• Request
Extract every line of the material below that contains the string "positive".

• Data supplied
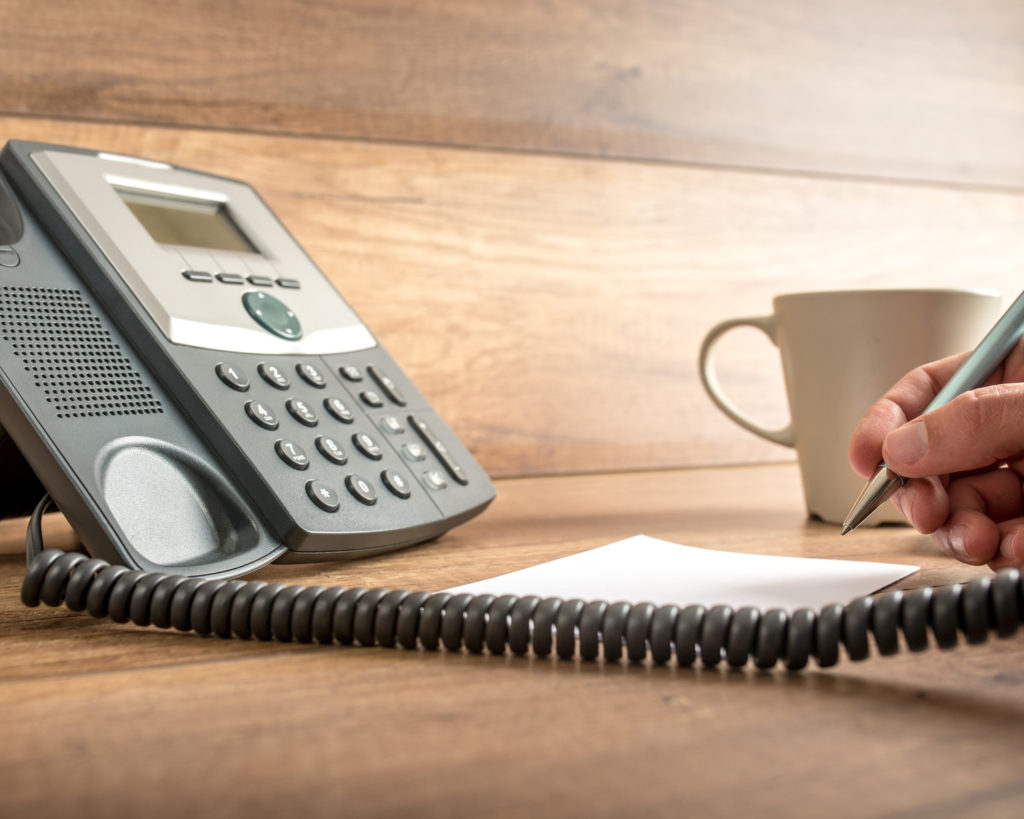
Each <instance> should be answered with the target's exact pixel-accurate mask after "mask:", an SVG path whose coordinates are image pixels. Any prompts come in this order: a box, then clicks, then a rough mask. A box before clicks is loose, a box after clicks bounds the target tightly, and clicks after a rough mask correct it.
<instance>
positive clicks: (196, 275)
mask: <svg viewBox="0 0 1024 819" xmlns="http://www.w3.org/2000/svg"><path fill="white" fill-rule="evenodd" d="M181 275H182V276H183V277H184V278H186V279H188V281H189V282H213V281H217V282H220V284H222V285H245V284H247V283H248V284H250V285H253V286H254V287H258V288H272V287H273V286H274V285H276V286H278V287H279V288H285V289H287V290H298V289H299V288H300V287H302V283H301V282H299V279H297V278H288V277H286V276H279V277H278V278H272V277H271V276H268V275H257V274H255V273H253V274H250V275H242V273H211V272H210V271H209V270H191V269H187V270H182V271H181Z"/></svg>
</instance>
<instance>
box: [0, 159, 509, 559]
mask: <svg viewBox="0 0 1024 819" xmlns="http://www.w3.org/2000/svg"><path fill="white" fill-rule="evenodd" d="M0 169H2V172H0V425H2V427H3V429H4V430H5V431H6V435H9V440H7V439H5V440H4V444H5V445H3V446H0V450H2V451H4V454H5V463H4V465H3V468H2V471H3V473H4V479H3V480H4V484H5V486H6V487H7V488H8V489H9V491H7V492H4V497H5V499H6V502H7V504H8V506H9V505H10V504H14V505H15V506H18V503H17V502H18V499H19V498H23V497H24V500H26V501H28V500H30V497H31V493H32V491H36V490H37V489H38V484H37V483H36V481H35V479H34V478H33V474H32V473H34V475H35V476H36V477H38V479H39V481H40V482H41V483H42V484H43V485H44V486H45V488H46V490H47V491H48V492H49V494H50V495H51V497H52V498H53V500H54V501H55V503H56V505H57V506H58V507H59V508H60V510H61V512H62V513H63V514H65V516H66V517H67V518H68V520H69V521H70V522H71V523H72V525H73V526H74V527H75V529H76V531H77V532H78V533H79V535H80V536H81V538H82V542H83V543H84V545H85V547H86V548H87V550H88V551H89V553H90V554H92V555H94V556H96V557H101V558H105V559H108V560H110V561H112V562H115V563H119V564H124V565H126V566H129V567H132V568H137V569H144V570H148V571H163V572H172V573H174V574H183V575H204V576H231V575H238V574H242V573H245V572H248V571H252V570H253V569H256V568H258V567H259V566H261V565H263V564H266V563H268V562H270V561H273V560H286V561H303V560H323V559H326V558H333V557H340V556H345V555H354V554H360V555H361V554H368V553H372V552H376V551H381V550H388V549H395V548H399V547H402V546H407V545H410V544H415V543H420V542H423V541H427V540H430V538H433V537H436V536H437V535H439V534H441V533H442V532H444V531H446V530H447V529H450V528H451V527H453V526H455V525H457V524H459V523H461V522H463V521H465V520H467V519H469V518H471V517H473V516H474V515H476V514H478V513H479V512H480V511H482V510H483V509H484V507H486V506H487V504H488V503H489V502H490V501H492V500H493V498H494V497H495V489H494V486H493V484H492V483H490V481H489V480H488V478H487V476H486V475H485V474H484V472H483V470H482V469H480V467H479V466H478V465H477V464H476V463H475V461H474V460H473V458H472V456H471V455H470V454H469V451H467V449H466V448H465V447H464V446H463V445H462V444H461V443H460V441H459V440H458V438H457V437H456V436H455V434H454V433H453V432H452V430H451V429H449V427H447V426H445V424H444V422H443V421H442V420H441V419H440V418H439V417H438V415H437V414H436V413H435V412H434V411H433V410H432V408H431V406H430V404H429V403H428V402H427V400H426V398H424V396H423V395H422V394H421V393H420V392H419V390H417V389H416V387H415V385H414V384H413V383H412V382H411V381H410V380H409V379H408V378H407V377H406V376H404V375H403V374H402V372H401V371H400V370H399V368H398V365H397V364H396V363H395V361H394V360H393V359H392V358H391V357H390V356H389V355H388V353H387V352H386V351H385V350H384V348H383V347H382V346H381V345H380V343H379V342H378V341H377V339H375V338H374V336H373V335H372V334H371V332H370V331H369V330H368V329H367V327H366V326H365V325H364V324H362V321H360V320H359V318H358V316H357V315H356V314H355V313H354V312H353V311H352V309H351V308H350V307H349V306H348V304H346V303H345V301H344V300H343V299H342V297H341V296H340V295H339V294H338V292H337V291H336V290H335V289H334V287H333V286H332V285H331V284H330V282H329V281H328V279H327V277H326V276H325V275H324V274H323V273H322V272H321V271H319V270H318V269H317V268H316V266H315V265H314V264H313V262H312V261H311V260H310V259H309V257H308V256H307V255H306V254H305V253H304V252H303V250H302V248H301V247H299V245H298V243H297V242H296V241H295V240H294V239H293V238H292V236H291V234H290V233H289V232H288V231H287V230H286V229H285V227H284V226H283V225H282V224H281V222H280V221H279V220H278V219H276V218H275V217H274V215H273V213H271V212H270V210H269V208H268V207H267V206H266V205H265V204H264V203H263V201H262V200H261V199H260V198H259V197H258V195H257V193H256V192H255V191H254V190H253V188H252V187H250V186H249V185H248V184H245V183H244V182H240V181H237V180H232V179H225V178H222V177H219V176H213V175H211V174H207V173H202V172H199V171H194V170H188V169H184V168H178V167H173V166H171V165H168V164H165V163H161V162H153V161H148V160H142V159H136V158H133V157H125V156H118V155H112V154H103V153H96V152H91V150H82V149H79V148H73V147H63V146H58V145H50V144H40V143H31V142H19V141H11V142H8V143H7V145H6V147H4V149H3V153H2V155H0ZM0 437H6V436H0ZM11 441H12V442H13V444H15V445H16V449H15V447H14V446H11V445H10V443H11ZM16 450H19V452H20V455H22V456H24V458H25V461H27V462H28V465H29V466H30V467H31V473H30V472H29V470H28V468H23V469H22V470H20V471H19V470H16V469H13V470H12V468H11V463H12V462H13V461H14V460H15V459H16ZM22 463H24V462H22ZM37 493H38V492H37ZM26 495H29V497H26ZM7 511H11V510H9V509H8V510H7ZM16 511H25V510H24V509H17V510H16Z"/></svg>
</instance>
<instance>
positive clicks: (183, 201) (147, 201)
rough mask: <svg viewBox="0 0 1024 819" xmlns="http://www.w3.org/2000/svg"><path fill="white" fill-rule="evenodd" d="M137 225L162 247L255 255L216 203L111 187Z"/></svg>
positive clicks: (251, 246) (138, 190)
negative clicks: (170, 247) (133, 214)
mask: <svg viewBox="0 0 1024 819" xmlns="http://www.w3.org/2000/svg"><path fill="white" fill-rule="evenodd" d="M115 190H117V191H118V196H119V197H121V199H122V200H124V203H125V204H126V205H127V206H128V208H129V209H130V210H131V212H132V213H133V214H134V215H135V218H136V219H138V221H139V223H140V224H141V225H142V227H144V228H145V229H146V231H147V232H148V233H150V235H151V236H153V239H154V240H155V241H156V242H159V243H161V244H162V245H187V246H189V247H194V248H207V249H209V250H233V251H240V252H243V253H258V252H259V251H257V250H256V247H255V246H254V245H253V244H252V243H251V242H250V241H249V240H248V239H246V234H245V233H243V232H242V230H241V228H240V227H239V226H238V225H237V224H236V223H234V220H233V219H231V217H230V214H228V212H227V208H225V207H224V205H223V204H222V203H220V202H210V201H204V200H194V199H182V198H178V197H169V196H162V195H160V193H153V192H150V191H145V190H134V189H129V188H124V187H115Z"/></svg>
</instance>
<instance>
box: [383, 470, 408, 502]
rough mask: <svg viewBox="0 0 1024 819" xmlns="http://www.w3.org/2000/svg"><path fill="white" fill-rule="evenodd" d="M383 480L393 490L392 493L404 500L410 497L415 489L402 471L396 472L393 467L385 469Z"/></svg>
mask: <svg viewBox="0 0 1024 819" xmlns="http://www.w3.org/2000/svg"><path fill="white" fill-rule="evenodd" d="M381 480H382V481H384V485H385V486H387V487H388V489H390V490H391V493H392V494H394V495H395V497H397V498H400V499H402V500H403V501H404V500H406V499H407V498H409V497H410V495H411V494H412V493H413V490H412V488H411V487H410V485H409V481H408V480H406V479H404V478H403V477H402V476H401V474H400V473H398V472H395V471H394V470H393V469H385V470H384V471H383V472H382V473H381Z"/></svg>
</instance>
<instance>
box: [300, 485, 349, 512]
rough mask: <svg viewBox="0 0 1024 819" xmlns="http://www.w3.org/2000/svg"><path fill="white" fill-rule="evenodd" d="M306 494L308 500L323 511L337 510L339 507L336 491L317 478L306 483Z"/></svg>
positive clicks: (340, 498)
mask: <svg viewBox="0 0 1024 819" xmlns="http://www.w3.org/2000/svg"><path fill="white" fill-rule="evenodd" d="M306 494H308V495H309V500H310V501H312V502H313V503H314V504H316V506H318V507H319V508H321V509H323V510H324V511H325V512H337V511H338V510H339V509H340V508H341V498H339V497H338V492H336V491H335V490H334V489H332V488H331V487H330V486H328V485H327V484H326V483H323V482H322V481H318V480H311V481H308V482H307V483H306Z"/></svg>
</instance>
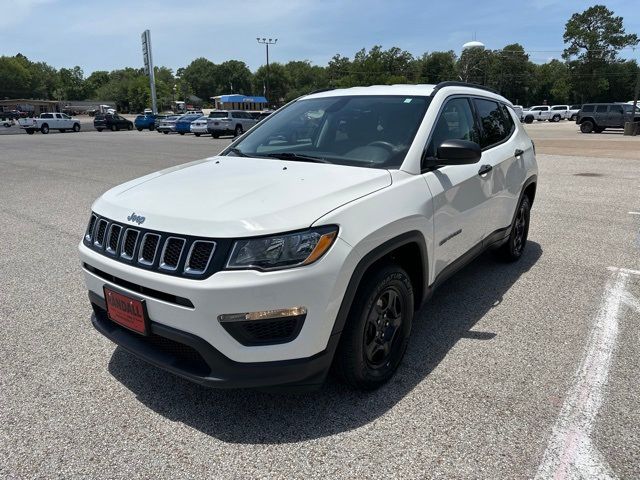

• Written solution
positive clicks: (196, 275)
positive clicks: (183, 201) (147, 201)
positive clicks: (251, 246) (138, 190)
positive clicks: (340, 498)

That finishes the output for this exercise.